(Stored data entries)
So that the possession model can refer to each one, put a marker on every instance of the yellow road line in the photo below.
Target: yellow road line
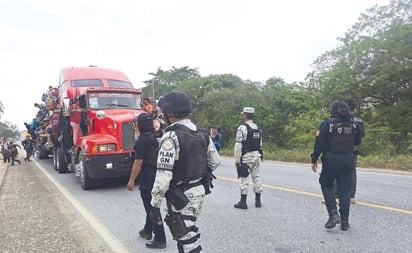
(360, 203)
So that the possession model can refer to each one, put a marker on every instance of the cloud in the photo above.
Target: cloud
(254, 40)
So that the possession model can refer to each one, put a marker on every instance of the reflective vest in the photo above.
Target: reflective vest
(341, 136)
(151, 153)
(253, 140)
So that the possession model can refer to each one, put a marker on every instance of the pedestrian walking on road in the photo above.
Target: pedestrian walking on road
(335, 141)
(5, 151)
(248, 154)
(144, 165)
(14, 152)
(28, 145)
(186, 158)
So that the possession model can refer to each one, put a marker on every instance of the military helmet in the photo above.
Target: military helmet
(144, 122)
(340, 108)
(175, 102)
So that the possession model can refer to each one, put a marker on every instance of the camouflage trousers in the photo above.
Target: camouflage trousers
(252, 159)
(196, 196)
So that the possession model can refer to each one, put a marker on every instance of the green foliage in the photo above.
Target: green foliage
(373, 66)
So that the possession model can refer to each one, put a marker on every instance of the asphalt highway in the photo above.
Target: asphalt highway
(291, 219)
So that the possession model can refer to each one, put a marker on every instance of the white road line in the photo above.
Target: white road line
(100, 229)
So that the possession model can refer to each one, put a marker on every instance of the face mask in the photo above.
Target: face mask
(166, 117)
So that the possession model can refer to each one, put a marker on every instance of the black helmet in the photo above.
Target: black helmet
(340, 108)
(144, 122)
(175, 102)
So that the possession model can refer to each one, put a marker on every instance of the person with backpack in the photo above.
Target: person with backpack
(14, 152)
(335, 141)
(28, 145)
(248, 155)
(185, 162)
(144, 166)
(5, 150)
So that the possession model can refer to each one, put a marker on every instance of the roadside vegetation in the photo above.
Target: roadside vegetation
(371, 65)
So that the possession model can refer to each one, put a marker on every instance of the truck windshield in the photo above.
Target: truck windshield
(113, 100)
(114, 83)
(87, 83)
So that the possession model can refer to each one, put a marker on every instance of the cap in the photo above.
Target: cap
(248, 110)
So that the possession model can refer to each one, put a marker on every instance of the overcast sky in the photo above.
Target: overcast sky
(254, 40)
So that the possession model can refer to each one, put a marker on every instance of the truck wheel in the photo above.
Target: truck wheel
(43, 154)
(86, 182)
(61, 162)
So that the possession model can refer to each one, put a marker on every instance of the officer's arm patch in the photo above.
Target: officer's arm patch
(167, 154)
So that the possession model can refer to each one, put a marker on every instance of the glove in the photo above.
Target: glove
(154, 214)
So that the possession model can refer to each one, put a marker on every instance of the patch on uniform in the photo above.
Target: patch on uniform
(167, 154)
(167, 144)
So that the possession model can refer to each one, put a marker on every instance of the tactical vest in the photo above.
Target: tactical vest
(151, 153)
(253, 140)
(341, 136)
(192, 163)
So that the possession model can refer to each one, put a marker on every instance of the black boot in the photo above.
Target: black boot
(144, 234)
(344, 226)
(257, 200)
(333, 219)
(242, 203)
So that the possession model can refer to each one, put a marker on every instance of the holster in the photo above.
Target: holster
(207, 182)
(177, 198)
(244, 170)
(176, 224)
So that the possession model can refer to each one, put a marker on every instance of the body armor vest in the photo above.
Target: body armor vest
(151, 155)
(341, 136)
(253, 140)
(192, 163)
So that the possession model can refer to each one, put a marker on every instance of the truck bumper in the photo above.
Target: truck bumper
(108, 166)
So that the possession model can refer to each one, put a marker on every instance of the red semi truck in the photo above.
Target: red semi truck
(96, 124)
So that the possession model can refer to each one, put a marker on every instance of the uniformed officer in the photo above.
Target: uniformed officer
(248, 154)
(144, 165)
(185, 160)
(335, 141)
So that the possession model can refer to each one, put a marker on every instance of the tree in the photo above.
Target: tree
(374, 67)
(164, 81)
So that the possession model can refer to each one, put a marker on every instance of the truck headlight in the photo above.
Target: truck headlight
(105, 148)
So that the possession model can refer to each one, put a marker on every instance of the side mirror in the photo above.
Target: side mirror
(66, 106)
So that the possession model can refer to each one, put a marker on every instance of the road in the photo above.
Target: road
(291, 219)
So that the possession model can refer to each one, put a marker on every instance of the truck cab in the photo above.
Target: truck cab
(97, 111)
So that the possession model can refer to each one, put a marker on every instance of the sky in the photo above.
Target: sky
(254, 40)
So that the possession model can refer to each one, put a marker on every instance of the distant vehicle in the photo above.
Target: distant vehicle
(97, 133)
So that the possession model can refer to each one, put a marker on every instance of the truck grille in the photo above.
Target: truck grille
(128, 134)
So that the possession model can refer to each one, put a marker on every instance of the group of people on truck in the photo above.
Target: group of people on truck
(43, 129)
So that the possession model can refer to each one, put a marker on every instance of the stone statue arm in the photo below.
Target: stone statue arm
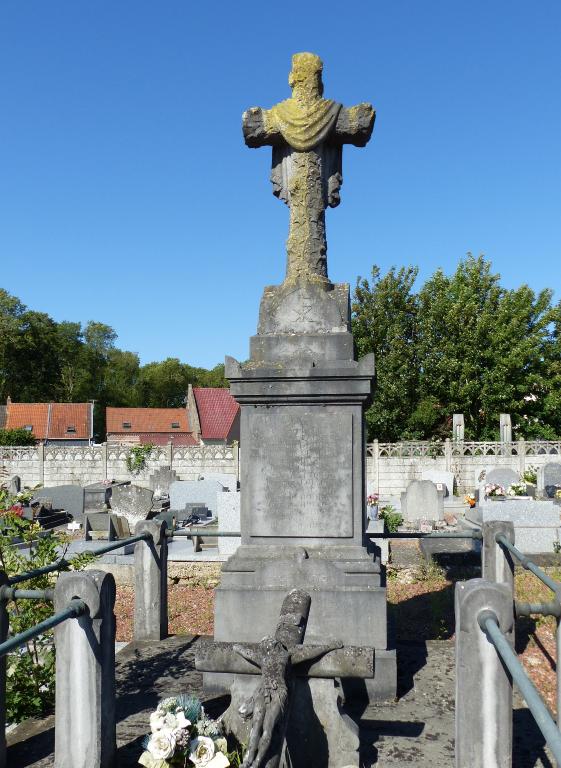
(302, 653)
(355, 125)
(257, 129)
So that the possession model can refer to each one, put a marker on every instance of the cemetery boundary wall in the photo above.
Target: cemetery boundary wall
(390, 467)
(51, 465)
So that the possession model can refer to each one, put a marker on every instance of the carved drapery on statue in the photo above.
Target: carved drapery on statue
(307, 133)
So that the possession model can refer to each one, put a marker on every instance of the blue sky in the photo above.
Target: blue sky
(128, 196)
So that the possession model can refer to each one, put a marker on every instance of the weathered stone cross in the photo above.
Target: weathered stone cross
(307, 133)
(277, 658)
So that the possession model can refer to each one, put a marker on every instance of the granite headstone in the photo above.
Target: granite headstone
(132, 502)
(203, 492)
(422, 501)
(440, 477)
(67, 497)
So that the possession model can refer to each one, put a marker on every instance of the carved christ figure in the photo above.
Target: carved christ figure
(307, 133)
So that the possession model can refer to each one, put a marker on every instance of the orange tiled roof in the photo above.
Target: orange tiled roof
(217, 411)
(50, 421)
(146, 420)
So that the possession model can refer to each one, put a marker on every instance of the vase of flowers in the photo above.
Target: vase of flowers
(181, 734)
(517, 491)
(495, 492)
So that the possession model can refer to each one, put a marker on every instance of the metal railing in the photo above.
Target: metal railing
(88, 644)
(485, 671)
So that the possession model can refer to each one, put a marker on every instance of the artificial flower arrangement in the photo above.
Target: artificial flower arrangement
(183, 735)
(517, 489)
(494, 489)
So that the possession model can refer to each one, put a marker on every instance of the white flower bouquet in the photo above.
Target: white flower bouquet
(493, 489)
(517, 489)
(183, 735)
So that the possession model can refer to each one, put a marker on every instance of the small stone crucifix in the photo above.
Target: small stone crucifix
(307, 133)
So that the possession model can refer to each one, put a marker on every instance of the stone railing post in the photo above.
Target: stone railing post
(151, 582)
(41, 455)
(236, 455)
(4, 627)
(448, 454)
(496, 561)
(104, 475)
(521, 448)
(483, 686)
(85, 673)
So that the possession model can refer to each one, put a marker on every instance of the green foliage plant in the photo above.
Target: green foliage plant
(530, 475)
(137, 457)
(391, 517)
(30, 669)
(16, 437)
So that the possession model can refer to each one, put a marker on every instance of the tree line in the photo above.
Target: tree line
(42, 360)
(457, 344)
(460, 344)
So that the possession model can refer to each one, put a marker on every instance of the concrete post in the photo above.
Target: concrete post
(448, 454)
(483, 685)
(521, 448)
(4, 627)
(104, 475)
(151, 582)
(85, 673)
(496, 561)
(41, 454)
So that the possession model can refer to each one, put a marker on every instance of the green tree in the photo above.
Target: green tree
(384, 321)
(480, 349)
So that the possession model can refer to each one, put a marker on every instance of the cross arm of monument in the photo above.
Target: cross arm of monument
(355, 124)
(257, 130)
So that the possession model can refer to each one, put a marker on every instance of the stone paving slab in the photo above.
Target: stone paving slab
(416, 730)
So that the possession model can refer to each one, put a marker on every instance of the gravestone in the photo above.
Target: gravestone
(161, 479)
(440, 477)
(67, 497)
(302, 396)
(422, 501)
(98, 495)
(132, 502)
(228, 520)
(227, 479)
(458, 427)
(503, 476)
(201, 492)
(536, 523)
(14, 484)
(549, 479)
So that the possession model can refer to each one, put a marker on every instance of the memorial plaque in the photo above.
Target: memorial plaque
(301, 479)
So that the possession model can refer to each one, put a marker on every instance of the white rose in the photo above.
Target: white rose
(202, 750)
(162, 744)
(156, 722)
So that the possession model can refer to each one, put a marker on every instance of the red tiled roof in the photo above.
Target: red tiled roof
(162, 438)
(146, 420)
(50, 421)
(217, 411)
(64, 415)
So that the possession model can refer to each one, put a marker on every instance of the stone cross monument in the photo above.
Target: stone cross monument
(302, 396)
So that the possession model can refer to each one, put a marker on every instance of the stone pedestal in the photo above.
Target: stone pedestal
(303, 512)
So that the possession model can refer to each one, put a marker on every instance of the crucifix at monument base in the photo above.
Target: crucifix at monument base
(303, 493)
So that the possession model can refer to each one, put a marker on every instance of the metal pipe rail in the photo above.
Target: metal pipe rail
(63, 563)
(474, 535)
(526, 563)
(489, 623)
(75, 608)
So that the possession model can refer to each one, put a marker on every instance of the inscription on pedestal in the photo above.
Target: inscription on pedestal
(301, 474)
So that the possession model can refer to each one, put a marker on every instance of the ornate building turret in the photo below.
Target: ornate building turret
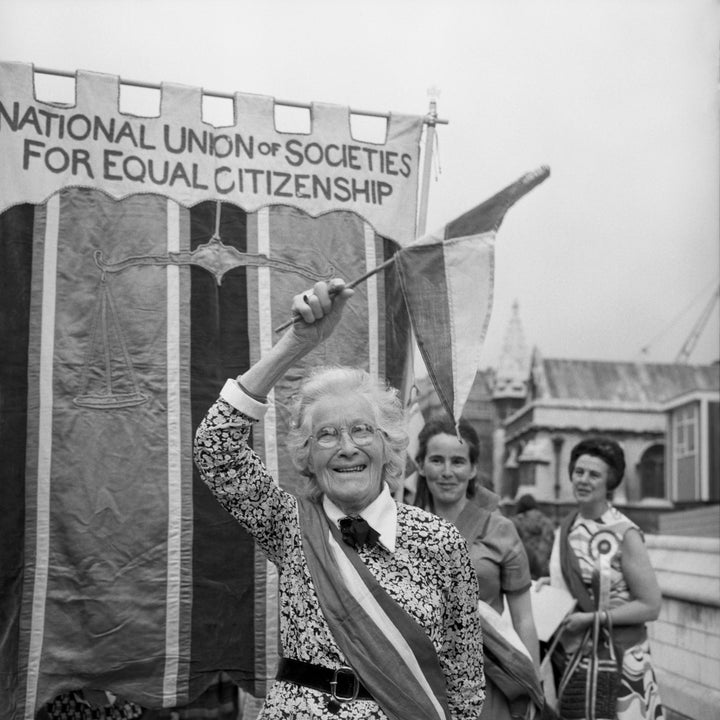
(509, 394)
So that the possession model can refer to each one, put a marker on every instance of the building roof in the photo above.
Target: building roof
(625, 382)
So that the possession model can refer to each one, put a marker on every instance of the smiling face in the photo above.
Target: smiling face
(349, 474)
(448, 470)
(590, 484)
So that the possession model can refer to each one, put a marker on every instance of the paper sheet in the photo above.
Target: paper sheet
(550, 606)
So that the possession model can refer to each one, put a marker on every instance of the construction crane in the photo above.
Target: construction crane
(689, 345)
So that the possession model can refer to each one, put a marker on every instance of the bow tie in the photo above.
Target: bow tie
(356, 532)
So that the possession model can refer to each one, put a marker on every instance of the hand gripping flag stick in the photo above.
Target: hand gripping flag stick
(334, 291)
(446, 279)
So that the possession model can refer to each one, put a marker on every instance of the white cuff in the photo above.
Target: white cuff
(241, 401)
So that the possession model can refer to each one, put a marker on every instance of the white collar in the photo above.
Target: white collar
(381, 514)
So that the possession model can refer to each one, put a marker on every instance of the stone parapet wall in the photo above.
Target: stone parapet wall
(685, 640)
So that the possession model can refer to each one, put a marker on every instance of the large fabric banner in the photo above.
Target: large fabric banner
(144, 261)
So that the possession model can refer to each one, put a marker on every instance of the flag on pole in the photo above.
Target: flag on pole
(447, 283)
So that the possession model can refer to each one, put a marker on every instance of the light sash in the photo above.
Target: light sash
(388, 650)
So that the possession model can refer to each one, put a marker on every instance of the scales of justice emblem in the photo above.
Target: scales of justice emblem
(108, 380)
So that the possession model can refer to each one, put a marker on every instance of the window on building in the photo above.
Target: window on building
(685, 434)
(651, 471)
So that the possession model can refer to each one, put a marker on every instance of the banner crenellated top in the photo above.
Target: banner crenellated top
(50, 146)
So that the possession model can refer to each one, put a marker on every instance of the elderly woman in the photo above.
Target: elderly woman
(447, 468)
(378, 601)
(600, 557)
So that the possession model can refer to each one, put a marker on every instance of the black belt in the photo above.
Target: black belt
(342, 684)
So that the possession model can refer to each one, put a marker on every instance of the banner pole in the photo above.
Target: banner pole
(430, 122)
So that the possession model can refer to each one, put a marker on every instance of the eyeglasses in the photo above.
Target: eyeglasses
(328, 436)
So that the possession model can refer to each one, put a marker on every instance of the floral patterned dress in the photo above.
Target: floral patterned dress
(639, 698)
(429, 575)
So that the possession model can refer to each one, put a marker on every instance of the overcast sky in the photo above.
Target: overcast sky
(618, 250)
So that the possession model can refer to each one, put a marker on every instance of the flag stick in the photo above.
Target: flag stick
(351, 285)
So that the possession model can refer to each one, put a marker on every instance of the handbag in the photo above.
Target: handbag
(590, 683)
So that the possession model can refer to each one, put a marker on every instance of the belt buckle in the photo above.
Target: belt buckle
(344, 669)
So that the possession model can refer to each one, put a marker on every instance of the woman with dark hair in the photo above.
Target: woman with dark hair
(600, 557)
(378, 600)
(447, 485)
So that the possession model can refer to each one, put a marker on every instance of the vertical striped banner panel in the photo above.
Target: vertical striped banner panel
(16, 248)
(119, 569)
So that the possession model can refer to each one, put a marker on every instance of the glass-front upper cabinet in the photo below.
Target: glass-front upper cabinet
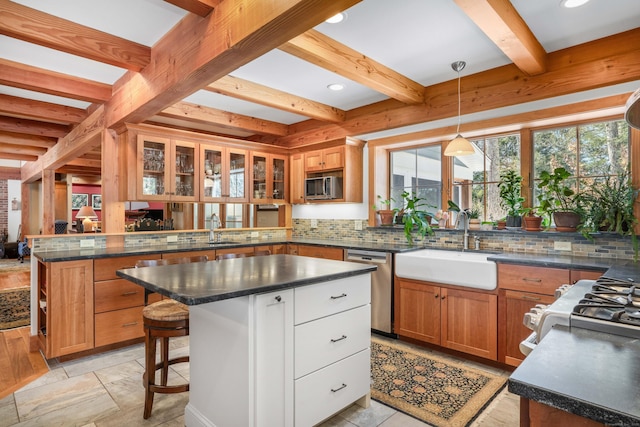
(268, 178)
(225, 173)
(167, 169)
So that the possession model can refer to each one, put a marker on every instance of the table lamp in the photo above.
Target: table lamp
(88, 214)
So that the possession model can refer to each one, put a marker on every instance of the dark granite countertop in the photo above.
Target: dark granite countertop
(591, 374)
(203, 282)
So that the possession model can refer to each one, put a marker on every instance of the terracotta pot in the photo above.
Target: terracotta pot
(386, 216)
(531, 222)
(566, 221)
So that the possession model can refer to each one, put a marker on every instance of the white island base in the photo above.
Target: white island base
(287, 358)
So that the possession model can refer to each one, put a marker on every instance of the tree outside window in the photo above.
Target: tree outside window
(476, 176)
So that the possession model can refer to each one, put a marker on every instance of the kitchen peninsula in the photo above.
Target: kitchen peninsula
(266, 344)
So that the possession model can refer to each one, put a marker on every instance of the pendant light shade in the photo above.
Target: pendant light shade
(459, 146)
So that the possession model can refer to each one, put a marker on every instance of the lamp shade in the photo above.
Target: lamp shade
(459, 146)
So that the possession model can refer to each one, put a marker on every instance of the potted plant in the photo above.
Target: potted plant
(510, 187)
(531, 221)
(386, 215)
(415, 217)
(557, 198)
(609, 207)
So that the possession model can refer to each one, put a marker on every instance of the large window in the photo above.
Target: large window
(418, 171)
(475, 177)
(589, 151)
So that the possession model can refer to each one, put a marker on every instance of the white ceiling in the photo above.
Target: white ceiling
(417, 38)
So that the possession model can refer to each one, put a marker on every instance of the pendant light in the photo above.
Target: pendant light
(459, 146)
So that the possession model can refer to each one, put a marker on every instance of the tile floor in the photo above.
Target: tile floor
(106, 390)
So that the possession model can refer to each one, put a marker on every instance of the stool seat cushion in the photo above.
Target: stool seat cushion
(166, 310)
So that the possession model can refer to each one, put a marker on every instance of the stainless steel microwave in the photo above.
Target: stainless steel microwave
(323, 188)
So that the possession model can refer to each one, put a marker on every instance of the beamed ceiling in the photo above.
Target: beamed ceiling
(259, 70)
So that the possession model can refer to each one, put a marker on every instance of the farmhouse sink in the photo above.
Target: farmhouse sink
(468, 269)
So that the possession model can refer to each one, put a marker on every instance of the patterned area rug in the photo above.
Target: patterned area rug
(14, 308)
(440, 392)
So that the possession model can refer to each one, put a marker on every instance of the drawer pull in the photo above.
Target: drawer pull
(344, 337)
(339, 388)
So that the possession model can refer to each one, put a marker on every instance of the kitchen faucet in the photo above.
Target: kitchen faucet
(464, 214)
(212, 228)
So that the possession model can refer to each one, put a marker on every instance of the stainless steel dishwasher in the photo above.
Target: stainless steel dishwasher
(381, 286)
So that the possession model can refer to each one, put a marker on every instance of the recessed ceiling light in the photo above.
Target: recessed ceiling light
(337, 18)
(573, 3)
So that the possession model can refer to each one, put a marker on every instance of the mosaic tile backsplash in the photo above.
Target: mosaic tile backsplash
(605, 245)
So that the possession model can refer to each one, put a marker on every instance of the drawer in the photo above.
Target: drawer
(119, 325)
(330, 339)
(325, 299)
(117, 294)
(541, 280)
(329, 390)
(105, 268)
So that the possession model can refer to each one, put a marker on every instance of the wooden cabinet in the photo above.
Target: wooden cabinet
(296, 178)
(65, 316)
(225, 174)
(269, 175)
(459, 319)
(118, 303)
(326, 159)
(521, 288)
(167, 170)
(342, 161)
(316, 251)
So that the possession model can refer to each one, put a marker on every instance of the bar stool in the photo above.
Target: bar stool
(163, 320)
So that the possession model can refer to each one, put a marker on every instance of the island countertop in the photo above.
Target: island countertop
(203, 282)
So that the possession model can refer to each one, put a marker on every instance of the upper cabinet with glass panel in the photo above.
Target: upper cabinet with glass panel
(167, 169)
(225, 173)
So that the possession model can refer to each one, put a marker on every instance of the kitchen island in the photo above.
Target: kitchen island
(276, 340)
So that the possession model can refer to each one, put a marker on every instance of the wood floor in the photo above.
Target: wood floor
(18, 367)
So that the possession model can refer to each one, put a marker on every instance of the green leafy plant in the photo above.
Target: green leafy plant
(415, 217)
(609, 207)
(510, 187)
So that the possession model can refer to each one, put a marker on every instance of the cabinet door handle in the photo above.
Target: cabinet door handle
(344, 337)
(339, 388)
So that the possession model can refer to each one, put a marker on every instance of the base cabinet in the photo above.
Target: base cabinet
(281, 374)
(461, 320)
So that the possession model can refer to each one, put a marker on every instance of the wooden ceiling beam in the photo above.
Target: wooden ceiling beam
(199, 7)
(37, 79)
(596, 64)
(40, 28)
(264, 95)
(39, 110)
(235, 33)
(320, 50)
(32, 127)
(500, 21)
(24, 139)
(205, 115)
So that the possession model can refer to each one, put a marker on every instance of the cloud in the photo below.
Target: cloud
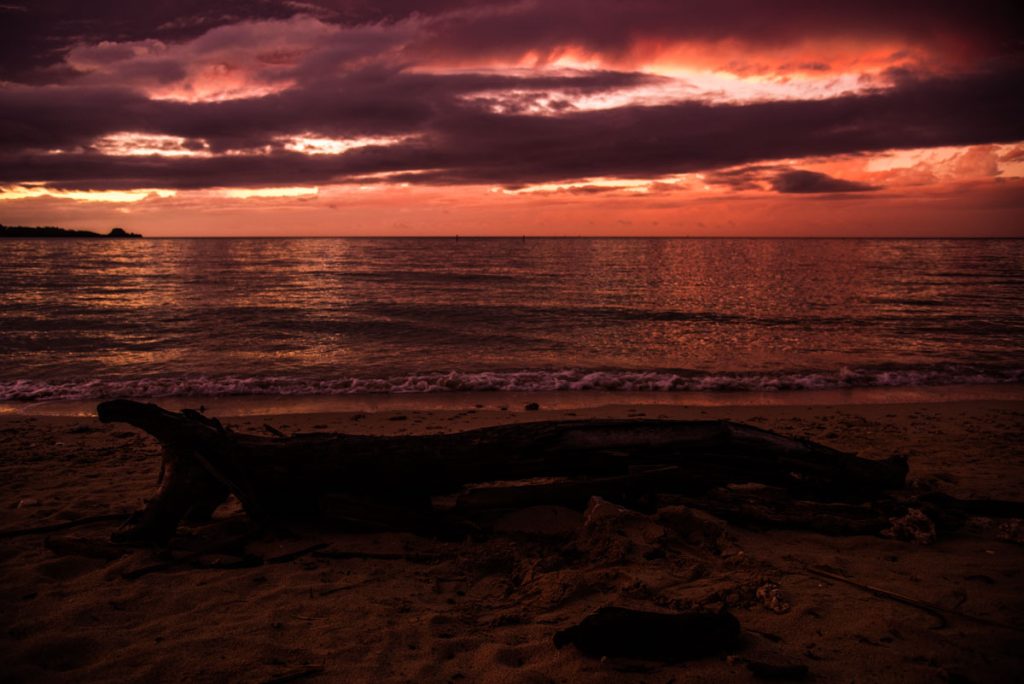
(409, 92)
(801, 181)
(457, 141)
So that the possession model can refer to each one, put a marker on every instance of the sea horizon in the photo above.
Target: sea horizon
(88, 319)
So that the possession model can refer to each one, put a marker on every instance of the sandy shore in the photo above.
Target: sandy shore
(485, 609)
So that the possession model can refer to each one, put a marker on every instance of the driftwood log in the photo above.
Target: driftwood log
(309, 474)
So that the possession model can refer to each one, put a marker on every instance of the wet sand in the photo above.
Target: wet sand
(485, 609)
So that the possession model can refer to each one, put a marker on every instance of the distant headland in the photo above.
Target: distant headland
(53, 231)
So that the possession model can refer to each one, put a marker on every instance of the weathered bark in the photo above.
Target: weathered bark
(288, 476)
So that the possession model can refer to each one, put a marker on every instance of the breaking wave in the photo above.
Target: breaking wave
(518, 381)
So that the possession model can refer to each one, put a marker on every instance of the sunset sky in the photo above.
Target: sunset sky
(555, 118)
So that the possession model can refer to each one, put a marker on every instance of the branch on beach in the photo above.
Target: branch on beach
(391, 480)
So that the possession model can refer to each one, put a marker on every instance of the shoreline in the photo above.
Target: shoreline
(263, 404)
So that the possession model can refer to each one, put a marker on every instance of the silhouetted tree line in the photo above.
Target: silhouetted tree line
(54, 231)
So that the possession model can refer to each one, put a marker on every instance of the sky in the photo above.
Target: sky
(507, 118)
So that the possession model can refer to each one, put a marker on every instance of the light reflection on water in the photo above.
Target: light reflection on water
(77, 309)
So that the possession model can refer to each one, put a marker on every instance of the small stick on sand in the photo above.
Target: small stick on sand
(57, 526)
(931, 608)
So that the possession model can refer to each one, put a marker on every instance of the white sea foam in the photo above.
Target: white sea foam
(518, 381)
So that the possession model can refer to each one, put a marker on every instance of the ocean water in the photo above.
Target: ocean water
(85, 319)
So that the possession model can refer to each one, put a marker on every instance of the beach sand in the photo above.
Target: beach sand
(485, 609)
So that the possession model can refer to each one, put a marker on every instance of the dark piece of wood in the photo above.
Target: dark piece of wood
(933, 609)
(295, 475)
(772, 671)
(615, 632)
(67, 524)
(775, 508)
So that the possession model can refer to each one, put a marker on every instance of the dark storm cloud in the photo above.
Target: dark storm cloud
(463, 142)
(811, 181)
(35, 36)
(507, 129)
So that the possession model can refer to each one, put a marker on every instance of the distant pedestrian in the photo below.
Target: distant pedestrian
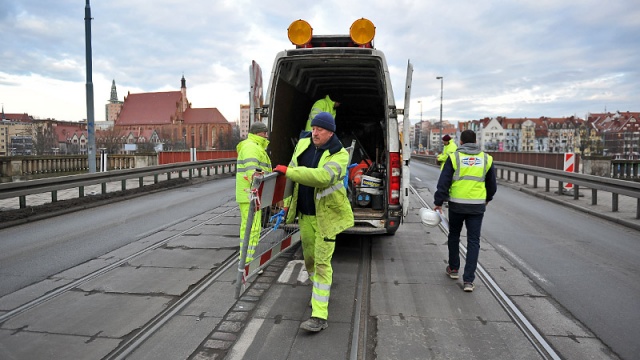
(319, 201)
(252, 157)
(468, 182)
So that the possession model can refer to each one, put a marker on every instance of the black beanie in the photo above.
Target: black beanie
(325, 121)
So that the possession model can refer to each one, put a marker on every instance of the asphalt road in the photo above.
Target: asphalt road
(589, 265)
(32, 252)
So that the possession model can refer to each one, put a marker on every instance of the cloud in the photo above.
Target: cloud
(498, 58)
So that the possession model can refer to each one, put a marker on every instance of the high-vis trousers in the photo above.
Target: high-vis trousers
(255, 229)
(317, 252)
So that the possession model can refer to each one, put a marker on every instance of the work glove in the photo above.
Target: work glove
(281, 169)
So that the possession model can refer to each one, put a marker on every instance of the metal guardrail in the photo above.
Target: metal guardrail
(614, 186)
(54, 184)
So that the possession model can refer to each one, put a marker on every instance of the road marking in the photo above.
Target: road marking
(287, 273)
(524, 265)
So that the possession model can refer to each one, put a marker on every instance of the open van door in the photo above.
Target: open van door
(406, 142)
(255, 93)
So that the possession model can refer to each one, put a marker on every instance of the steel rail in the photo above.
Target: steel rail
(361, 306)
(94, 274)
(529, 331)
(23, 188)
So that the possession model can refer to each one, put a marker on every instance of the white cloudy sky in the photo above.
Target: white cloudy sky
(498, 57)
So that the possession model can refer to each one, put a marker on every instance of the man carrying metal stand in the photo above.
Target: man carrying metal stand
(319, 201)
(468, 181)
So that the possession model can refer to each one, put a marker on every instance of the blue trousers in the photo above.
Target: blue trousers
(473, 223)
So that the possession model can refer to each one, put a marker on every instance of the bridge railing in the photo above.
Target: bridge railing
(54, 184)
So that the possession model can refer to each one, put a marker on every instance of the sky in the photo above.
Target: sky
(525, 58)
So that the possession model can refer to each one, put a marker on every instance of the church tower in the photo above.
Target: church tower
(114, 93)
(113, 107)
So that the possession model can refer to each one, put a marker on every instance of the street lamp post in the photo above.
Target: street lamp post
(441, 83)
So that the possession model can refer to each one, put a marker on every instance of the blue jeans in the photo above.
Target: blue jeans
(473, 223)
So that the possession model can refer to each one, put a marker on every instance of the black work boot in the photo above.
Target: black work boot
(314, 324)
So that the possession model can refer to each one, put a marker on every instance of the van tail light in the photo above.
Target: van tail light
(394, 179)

__Required work__: Once you reach the line with "figure in the photo above." in the data above, copy it and every line after it exactly, up to and including the line with "foliage plant in the photo above.".

__Completed task__:
So that the possession model can refer to each one, put a marker on every instance of the carved christ figure in the photo above.
Target: carved christ figure
(307, 133)
So that the possession model can refer to each one, put a marker on every instance of the orange tiled roof in the photo above.
Target: orange tiled roof
(217, 411)
(50, 421)
(146, 420)
So that the possession model can refer to each one, put a marker on every instance of the vase of flowers in the photo above.
Target: vase of flowers
(181, 734)
(517, 491)
(495, 492)
So that the possession model can refer to each one, put a marker on every instance of the metal railing in the photo above.
Target: metal railing
(88, 644)
(485, 671)
So that the possession model can refer to each one, put a marker on every instance of the artificial flower arrangement in the photo above.
Target: artificial flower arrangement
(183, 735)
(517, 489)
(494, 489)
So that the possession model can refer to each one, put a marker on every instance of the white flower bouquet in the photo above.
Target: white flower bouquet
(493, 489)
(517, 489)
(183, 735)
So that the possession model can refer to each one, put a marker on every instance of the small stone crucifix in the photo above.
Target: small stone crucifix
(307, 133)
So that the possession model can refer to each one, put a marker on every instance of the stone railing post in the photo above.
Target: stone railing post
(151, 582)
(41, 455)
(236, 455)
(4, 627)
(448, 454)
(496, 561)
(104, 475)
(521, 448)
(483, 686)
(85, 673)
So that the possession model can refer to each one, put a marker on every instance of the green foliage plant in the photo above.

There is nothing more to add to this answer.